Problem statement: Copy the full listing, changing nothing.

Data supplied:
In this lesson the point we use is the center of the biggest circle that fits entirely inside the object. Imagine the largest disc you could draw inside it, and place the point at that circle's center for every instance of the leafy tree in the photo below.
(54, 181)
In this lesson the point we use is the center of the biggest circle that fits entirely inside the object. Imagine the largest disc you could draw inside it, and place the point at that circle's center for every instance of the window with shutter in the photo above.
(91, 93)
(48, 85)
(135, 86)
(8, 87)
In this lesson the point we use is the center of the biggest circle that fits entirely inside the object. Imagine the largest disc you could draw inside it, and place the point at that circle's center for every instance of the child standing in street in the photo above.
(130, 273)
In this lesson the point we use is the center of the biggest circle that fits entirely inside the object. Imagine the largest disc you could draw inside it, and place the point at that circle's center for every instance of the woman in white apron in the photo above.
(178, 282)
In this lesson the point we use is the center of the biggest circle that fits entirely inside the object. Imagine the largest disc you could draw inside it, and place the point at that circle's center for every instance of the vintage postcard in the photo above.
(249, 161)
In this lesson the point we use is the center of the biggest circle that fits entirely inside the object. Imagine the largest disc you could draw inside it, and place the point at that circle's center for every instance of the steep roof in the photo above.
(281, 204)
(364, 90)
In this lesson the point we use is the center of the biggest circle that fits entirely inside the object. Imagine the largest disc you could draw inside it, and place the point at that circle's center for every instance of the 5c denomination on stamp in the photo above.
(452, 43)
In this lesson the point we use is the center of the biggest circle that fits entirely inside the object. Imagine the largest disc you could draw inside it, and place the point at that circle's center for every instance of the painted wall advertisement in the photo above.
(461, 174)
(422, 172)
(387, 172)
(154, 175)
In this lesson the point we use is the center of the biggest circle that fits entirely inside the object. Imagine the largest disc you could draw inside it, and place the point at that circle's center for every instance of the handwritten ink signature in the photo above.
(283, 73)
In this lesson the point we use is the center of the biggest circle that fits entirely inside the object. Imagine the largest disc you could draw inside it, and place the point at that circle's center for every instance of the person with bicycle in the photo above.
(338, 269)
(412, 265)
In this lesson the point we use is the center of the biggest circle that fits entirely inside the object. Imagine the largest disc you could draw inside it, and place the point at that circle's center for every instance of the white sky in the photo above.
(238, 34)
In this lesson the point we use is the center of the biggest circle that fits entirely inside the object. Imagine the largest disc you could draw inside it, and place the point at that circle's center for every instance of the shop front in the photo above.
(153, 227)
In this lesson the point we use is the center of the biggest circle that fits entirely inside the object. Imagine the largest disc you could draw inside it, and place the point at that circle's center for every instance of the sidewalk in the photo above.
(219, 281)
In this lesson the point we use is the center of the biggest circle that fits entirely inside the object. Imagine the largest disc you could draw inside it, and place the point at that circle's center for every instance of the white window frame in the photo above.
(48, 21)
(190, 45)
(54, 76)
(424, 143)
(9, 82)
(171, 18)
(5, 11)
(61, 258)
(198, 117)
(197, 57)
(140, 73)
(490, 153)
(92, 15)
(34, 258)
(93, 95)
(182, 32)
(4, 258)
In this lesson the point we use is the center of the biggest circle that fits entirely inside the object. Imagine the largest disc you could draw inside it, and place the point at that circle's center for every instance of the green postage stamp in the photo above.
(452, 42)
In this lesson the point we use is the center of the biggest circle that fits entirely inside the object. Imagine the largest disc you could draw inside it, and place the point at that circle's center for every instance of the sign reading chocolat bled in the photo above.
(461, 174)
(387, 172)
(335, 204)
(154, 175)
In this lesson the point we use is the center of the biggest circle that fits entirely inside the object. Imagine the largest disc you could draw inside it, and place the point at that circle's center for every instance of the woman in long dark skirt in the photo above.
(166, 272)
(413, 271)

Answer area:
In this lesson the point we use is the center of the biggest circle that fits entirely inside the object. Imagine the largest disc you could draw inside it, and place the point at that circle's center for every instance of the leafy tree in the photo below.
(54, 181)
In this lesson the point we use is the center of the biggest circle that fits entirely inside the object. Imagine the largest disc you could draw inside it, and place the point at that circle's center for every instance of the window with shutter in the photo above.
(91, 93)
(48, 85)
(135, 86)
(8, 87)
In this lesson the point we use is the center of the biggest circle that fits entirely inside the object. Imagine the largest disc you could draw inside it, and place the point at that circle's center for every instance of the child standing in street in the photo above.
(130, 273)
In this lesson the point we use is the center of the biggest circle that fits entirely inside the object. Imagine the largest disc you could draw inside it, and place the point at that circle's center for every instance of the woman in white apron in the photo above.
(178, 282)
In this lesson the point we use is the center of the biggest circle that fits entirely inside the object. Imagine the largest disc you could draw inside it, and place the point at that circle's center for every instance of the vintage postcard in the photo above.
(249, 161)
In this lesson the point we use is the center of the biggest circle that fits entirely inside the object. Imagine the largest disc you could draw inside it, and place the point at that circle's center for every instance of the steep roof in the photo above.
(281, 204)
(364, 90)
In this lesson the point we use is the center of the biggest circle that fits entirely inside the object. Imagine the largest disc you could draw inside it, and place the point at that circle's center for every instance of the 5c denomination on stamp in the photo above.
(452, 43)
In this lesson the point we use is the center of the biggest circle that fits entirely inside the object. Imagine the largest disc you could draw inside it, and place the point at that circle's center for every instance of the painted wall advertisement in the photo above.
(461, 174)
(422, 172)
(387, 172)
(154, 175)
In this lesson the point we use is the center of the biggest circle that fits entirely inside the object. Imagine the largest disc you could draw inside it, and place the point at that circle's center for every instance of the handwritten ink signature in the photo above.
(283, 73)
In this lesson the point we use is the center of the biggest circle that fits entirely inside the object. Imagine the largest disc you could draw inside it, and place the point at that circle's center for every instance of the person with bicycle in the photo above.
(338, 269)
(412, 265)
In this lesson the point we use is the center of the biggest circle that fits entirely inside the object. Imagine the largest disc you could draw inside it, and place the point at that circle's center for every instance of the white sky in the photo above.
(238, 34)
In this lesson the point we use is the center of the biggest circle that fits entirely inside the object. Imagine the largest disc you could draw inside it, and place the point at that circle's center for every instance of the shop front in the photo above.
(153, 227)
In this lesson the point we use is the center of the biggest circle that fits entirely inside the object. Imagine the largest disc you could draw inside it, and place the point at that circle's center for every instance of the sidewalk in the photo above.
(219, 281)
In this lesson the point we use is the center of the biggest circle that fits entirely inside the object. Imagine the largest disc you could draw inside it, and place the point at that circle's center for every instance of the white window frame in the photo above.
(48, 21)
(190, 45)
(54, 76)
(424, 143)
(9, 82)
(171, 18)
(5, 11)
(61, 258)
(198, 117)
(197, 57)
(140, 73)
(490, 153)
(92, 15)
(34, 258)
(93, 95)
(182, 32)
(4, 258)
In this lesson the point we use is the center of the biggest circle that fits entirely inside the object. Imagine the largest disc you could draw inside it, and place the point at that circle's center for every instance of the green postage stamp in the photo above.
(452, 42)
In this lesson the point we use is the center of the biggest circle that fits entirely inside the object. Imagine the largest disc you could draw inside it, and place the point at that circle's center for every instance of the sign reading chocolat bled in the photo above.
(461, 174)
(387, 172)
(335, 204)
(154, 175)
In this lesson the point we use is the center of the biggest circle that fits entirely inside the object. Imagine the largest disc you could draw inside it, and place the point at that circle's center for every instance of the woman in long dark skirt in the photo above.
(166, 272)
(413, 271)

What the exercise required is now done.